» **Objective**:
Arrange all of the lines below as a numbered list, and leave out any blank lines.

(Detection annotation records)
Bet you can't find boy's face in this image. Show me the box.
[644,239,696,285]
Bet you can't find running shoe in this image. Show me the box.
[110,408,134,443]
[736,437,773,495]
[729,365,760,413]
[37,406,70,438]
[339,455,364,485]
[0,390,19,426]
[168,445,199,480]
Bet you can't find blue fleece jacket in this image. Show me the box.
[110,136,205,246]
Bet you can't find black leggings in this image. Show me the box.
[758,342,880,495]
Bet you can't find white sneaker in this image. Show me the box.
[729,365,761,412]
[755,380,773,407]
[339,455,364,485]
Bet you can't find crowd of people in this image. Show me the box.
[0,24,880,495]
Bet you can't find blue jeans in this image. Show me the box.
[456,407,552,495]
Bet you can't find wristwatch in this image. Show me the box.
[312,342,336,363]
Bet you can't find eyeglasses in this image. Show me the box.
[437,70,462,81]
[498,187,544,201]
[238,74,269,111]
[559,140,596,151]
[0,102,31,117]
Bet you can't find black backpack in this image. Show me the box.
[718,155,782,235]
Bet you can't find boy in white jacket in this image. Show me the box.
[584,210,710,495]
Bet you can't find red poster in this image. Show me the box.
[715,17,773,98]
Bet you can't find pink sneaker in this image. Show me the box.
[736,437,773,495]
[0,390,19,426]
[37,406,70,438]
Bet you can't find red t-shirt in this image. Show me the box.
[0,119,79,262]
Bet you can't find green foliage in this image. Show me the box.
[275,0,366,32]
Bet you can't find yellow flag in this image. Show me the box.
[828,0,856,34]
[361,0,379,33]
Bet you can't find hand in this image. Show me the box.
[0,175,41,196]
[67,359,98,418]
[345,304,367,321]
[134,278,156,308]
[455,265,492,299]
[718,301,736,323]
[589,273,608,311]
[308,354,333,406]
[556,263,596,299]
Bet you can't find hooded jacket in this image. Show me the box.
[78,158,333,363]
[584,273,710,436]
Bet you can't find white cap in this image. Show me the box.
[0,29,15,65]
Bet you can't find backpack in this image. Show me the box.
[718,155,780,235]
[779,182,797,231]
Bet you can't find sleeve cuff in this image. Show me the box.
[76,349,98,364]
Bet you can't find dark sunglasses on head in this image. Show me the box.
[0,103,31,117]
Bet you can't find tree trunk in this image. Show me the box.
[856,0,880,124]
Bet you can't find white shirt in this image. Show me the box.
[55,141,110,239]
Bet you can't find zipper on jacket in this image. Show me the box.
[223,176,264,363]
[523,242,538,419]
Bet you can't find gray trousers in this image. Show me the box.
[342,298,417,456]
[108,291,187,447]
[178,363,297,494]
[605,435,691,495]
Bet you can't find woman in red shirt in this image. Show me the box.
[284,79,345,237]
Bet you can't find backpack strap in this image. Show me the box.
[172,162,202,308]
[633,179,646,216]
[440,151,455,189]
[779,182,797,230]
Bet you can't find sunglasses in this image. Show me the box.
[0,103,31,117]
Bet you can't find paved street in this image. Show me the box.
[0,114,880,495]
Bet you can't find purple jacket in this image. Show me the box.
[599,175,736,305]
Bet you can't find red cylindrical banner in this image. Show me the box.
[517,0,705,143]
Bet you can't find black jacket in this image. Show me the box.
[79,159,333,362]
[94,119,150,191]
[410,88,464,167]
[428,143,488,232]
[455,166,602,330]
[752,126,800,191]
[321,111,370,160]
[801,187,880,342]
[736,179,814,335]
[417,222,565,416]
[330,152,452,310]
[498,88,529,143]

» **Correct output**:
1. Bet you can't find boy's face in this image. Show me the box.
2. [644,239,696,285]
3. Bet you can't find running shoe in this image. Show me the box.
4. [110,408,134,443]
5. [736,437,773,495]
6. [729,365,760,413]
7. [37,406,70,438]
8. [339,455,364,485]
9. [0,390,19,426]
10. [168,445,199,480]
11. Bet you can't find blue fleece jacket in this image. Show me the box.
12. [110,136,205,246]
13. Bet you can't find black leggings in this image. Show me the box.
14. [758,342,880,495]
15. Bet you can't find white sneaker in this image. Show me the box.
16. [729,365,761,412]
17. [755,380,773,407]
18. [339,455,364,485]
19. Bet you can't find crowd of people in this image. Show me the box.
20. [0,24,880,495]
21. Bet you can't find blue jeans in this image. Show me the box.
22. [456,407,552,495]
23. Bet you can't find wristwatch in this image. Show me the box.
24. [312,342,336,363]
25. Bet you can't find eyeglasses in this image. Show me the box.
26. [437,70,462,81]
27. [498,187,544,201]
28. [238,74,269,111]
29. [559,140,596,151]
30. [0,102,31,117]
31. Bet you can't find black backpack in this image. Show me the box.
32. [718,155,782,235]
33. Bet you can't find boy in white jacket in this image. Show me the box.
34. [584,210,710,495]
35. Bet you can't find red poster in this image. Show me the box.
36. [715,17,773,98]
37. Bet you can't find pink sneaker in this image. Show me the box.
38. [736,437,773,495]
39. [0,390,19,426]
40. [37,406,70,438]
41. Bet you can't find red t-shirt in this image. Show me the box.
42. [0,119,79,262]
43. Bet you can't find green foliage in this image. Show me the box.
44. [275,0,366,32]
45. Bet you can't find yellow flag in this image. Show me the box.
46. [828,0,856,34]
47. [361,0,379,33]
48. Bet you can't find hand in this image. Show me the box.
49. [0,175,41,196]
50. [67,359,98,418]
51. [345,304,367,321]
52. [134,278,156,308]
53. [455,265,492,299]
54. [718,301,736,323]
55. [589,273,608,311]
56. [308,354,333,406]
57. [556,263,596,299]
58. Bet you can't find hooded jacket in this image. Show me the box.
59. [78,158,333,363]
60. [584,273,710,436]
61. Bet you can't find white cap in this image. Show me the box.
62. [0,29,15,65]
63. Bet you can't find backpack in this image. Show me the box.
64. [718,155,780,235]
65. [779,182,797,231]
66. Bet you can't find sleeve cuff in this image. Show me the box.
67. [76,349,98,364]
68. Bet you can't find dark sunglasses on head in this image. Show me the box.
69. [0,103,31,117]
70. Bet you can't find tree trunk in this image. Show me the box.
71. [856,0,880,124]
72. Bet you can't find white shirt in this image. Show me the box.
73. [55,141,110,239]
74. Bet you can't find zipper on jacket in this image. Show me the box.
75. [223,176,264,363]
76. [523,242,538,419]
77. Bet you can't find gray trousers in this image. Show me the box.
78. [342,298,417,456]
79. [108,291,187,447]
80. [178,363,297,494]
81. [605,435,691,495]
82. Bet you can't find woman in red shirt in this image. Show me the box.
83. [284,79,345,237]
84. Bet you can't find backpack strap in this image. Show me the box.
85. [172,162,202,308]
86. [633,179,646,216]
87. [440,151,455,189]
88. [779,182,797,230]
89. Bet you can't find sunglasses in this image. Show me the box.
90. [0,103,31,117]
91. Bet you can't find paved street in this image. Show me the box.
92. [0,114,880,495]
93. Bet you can't find purple jacket in this image. Show me the box.
94. [599,175,736,305]
95. Bet you can't find red cylindrical banner in this image. Show me the box.
96. [517,0,705,143]
97. Bet you can't find black jacket in this image. Show me the box.
98. [79,159,333,362]
99. [94,119,150,191]
100. [410,88,464,167]
101. [428,143,488,232]
102. [455,166,602,330]
103. [752,126,800,191]
104. [321,111,370,160]
105. [801,187,880,342]
106. [736,179,814,335]
107. [417,222,565,416]
108. [330,152,452,310]
109. [498,88,529,143]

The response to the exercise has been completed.